• [PARTS OF THE EXERCISE]
[A] In the essay on church lady cookbooks, which three ingredients make up the Holy Trinity of church lady cooking?
[B] Transcribe the essay on church lady cookbooks from "I’m a fool for" up to and including "untold entertainment value.".
[C] Pick up the essay on church lady cookbooks after its final sentence and keep writing it.
(EXCERPT TO READ)
I’m a fool for cookbooks. I read them like some people read novels, except they don’t even have to be particularly good to hold my interest. In fact some of my favorite cookbook reads don’t contain a single recipe I’d ever make, but all the same provide untold entertainment value.

I’m particularly fond of regional, community cookbooks, (favoring the southeastern United States), and the sub-genre I call church lady cookbooks, published by a church or religious organization for fund raising, with recipes contributed by the members.

Over the years I’ve more or less worked out an informal rating system for including them in my collection. The gold standard: there must be at least one recipe each for squash casserole and broccoli casserole, one of which must contain either Cheez Whiz, Velveeta, (two processed ‘cheese foods’ greatly regarded in the south), cream of mushroom soup or mayonnaise. (The last two comprise two of the Holy Trinity of church lady cooking, the third being Cool Whip.) Ideally, the cookbook should also contain at least one reference to margarine as “oleo,” feature several recipes using regionally popular name brands, and use Cool Whip and Jello together in a single recipe somewhere, preferably in desserts, (for what I hope are obvious reasons). Bonus points are given for the inclusion of such church lady staples as Tater Tot Casserole, Ritz Cracker Pie, Strawberry Pretzel Salad, and the ubiquitous Red Velvet Cake.

Then there are those things that can elevate a church lady cookbook from ho-hum to, dare I say it, heavenly. Take Scripture Cake, (sometimes called Bible Cake), where one is supposed to divine the ingredients by scripture as in, “1 cup Judges 5:25.” That would be butter, but I didn’t look it up, rather a former owner of Favorite Recipes, compiled by the members of the Women’s Society of Christian Service of White’s United Methodist Church, (1977, Lynchburg, Virginia - 2 squash casseroles, 0 broccoli casseroles), did and thoughtfully made notations. She also pronounced the “Fruit Cocktail Cake” as “Good!” although I’ll probably never know for sure.
(End EXCERPT TO READ)
(ENTRIES SUPPLIED)
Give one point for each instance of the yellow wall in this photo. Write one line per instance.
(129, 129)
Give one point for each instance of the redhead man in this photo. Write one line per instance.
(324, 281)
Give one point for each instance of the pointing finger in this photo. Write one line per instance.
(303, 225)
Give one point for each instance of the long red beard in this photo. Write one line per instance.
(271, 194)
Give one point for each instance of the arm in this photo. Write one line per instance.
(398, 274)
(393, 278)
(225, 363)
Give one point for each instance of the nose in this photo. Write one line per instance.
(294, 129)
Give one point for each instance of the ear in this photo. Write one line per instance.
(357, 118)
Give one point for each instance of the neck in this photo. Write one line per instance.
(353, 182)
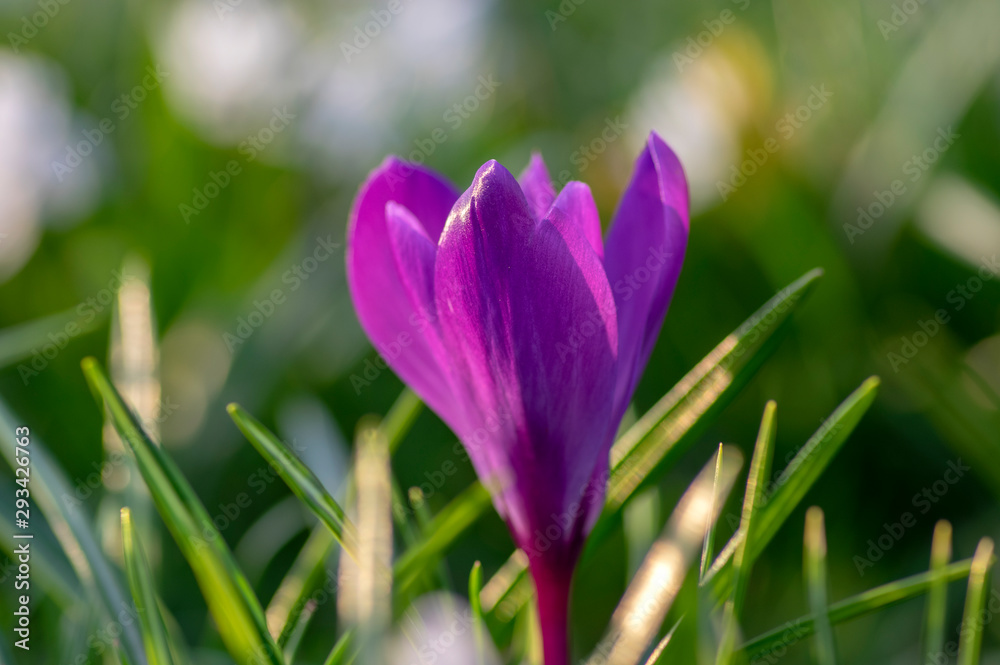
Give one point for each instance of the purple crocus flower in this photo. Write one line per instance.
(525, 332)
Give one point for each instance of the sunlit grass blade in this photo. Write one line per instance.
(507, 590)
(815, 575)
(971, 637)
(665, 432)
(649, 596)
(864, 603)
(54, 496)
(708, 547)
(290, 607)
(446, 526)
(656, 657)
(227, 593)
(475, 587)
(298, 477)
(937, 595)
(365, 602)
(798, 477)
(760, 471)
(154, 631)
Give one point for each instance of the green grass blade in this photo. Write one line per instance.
(End ENTRIES SUPPLIED)
• [YOUR RESPONSES]
[A] Cream of mushroom soup, mayonnaise, and Cool Whip.

[B]
I’m a fool for cookbooks. I read them like some people read novels, except they don’t even have to be particularly good to hold my interest. In fact some of my favorite cookbook reads don’t contain a single recipe I’d ever make, but all the same provide untold entertainment value.

[C]
In fact, Favorite Recipes, might not have made the bookshelf at all, having no recipe for broccoli casserole, had it not been so. Although, it would’ve been hard to pass up Mrs. Flora Bryant’s one ingredient recipe for “Fried Squirrel -- 1 squirrel, dressed." Flora goes on to say her frying method can also be applied to rabbit or “other small game meats.” I don’t want to speculate. Also, the book contains color photos of food, never a good idea unless you’re using glossy paper stock or have a grudge against the cook, and offers up a plethora of prune favorites – “Prune Bread,” “Prune Turnovers,” “Prunella Cake,” and, my personal pick, “Prune Pancakes.” Again, I don’t want to speculate.

I would, however, like to speculate as to what happens if I don’t like Alania Rakestraw’s “You Better Like It French Toast,” from the From Our Oven To Yours cookbook, published by the Burnt Hickory United Methodist Church of Dallas, Georgia (1 squash casserole, 3 broccoli casseroles). Will I be force fed “Mrs. Tooler Doolen’s Chicken Stuff,” and “Betty’s Popcorn Cake” (a sickly sounding concoction made with popcorn, marshmallows, peanuts, gumdrops, M & M candies, and, yes, oleo), and made to wash it down with a “Nancy’s Muscadine Mimosa,” (non-alcoholic, of course)?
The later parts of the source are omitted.